EXERCISE OBJECTIVE. Repeat, exactly and alone, every line from the line that contains "# point at: grassy" to the end of the entries.

Natural language region descriptions:
++++

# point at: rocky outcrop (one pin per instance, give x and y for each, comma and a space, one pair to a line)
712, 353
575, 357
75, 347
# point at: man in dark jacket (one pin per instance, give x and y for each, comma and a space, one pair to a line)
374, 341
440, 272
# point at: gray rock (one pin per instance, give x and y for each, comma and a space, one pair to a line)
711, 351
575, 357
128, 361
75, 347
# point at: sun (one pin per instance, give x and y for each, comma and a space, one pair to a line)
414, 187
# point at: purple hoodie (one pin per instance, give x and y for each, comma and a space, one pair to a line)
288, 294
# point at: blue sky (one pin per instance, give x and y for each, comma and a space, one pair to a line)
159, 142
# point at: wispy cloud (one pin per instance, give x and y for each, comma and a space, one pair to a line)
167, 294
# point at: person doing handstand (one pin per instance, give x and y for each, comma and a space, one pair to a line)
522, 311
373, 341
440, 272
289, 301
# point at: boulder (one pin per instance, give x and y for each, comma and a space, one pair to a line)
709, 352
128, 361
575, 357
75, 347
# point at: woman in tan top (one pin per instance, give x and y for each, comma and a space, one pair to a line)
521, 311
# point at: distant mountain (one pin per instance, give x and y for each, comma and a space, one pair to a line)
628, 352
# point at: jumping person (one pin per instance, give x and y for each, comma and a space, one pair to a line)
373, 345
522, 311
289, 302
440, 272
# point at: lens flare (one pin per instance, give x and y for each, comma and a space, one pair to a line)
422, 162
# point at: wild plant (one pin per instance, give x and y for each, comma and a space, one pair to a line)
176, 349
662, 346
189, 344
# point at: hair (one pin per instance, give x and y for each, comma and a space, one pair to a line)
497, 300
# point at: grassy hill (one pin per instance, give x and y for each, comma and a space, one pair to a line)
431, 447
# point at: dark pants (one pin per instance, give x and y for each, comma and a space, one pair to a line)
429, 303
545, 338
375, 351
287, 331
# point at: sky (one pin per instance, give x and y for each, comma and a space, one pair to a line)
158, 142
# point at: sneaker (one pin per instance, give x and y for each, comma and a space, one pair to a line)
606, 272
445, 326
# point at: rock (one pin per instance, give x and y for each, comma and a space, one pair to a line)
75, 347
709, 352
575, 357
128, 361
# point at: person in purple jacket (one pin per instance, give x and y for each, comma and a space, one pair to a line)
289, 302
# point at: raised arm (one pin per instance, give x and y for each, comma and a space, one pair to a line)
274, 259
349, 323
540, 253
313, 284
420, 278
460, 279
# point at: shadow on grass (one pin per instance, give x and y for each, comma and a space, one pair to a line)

++++

SOLVED EXERCISE.
# point at: grassy hill (one pin per instance, give x and y for each, comma and a space, one pair to a line)
431, 447
# point at: dark pants (one pin per instance, give x and y for each, comma and a space, one pair to a line)
429, 303
545, 338
375, 351
287, 331
# point at: sky (one pin per instance, give x and y for each, comma and a space, one pair to a line)
158, 142
# point at: sneaker (one pin per instance, give x and y for each, comma and a space, one pair to a line)
606, 272
445, 326
# point at: rock (one pin per instance, give x and y for each, comma and a space, one pair to a line)
75, 347
709, 352
575, 357
128, 361
# point at: person in purple jacket (one pin per instance, give x and y for each, comma and a space, one pair to a line)
289, 302
# point at: raised arm (one pin per instance, give x and y for each, comma and a space, one pair to a line)
274, 259
349, 323
540, 253
313, 284
420, 278
460, 279
# point at: shadow on grass (one pin per instance, give x and y for each, comma and a space, one pair to a line)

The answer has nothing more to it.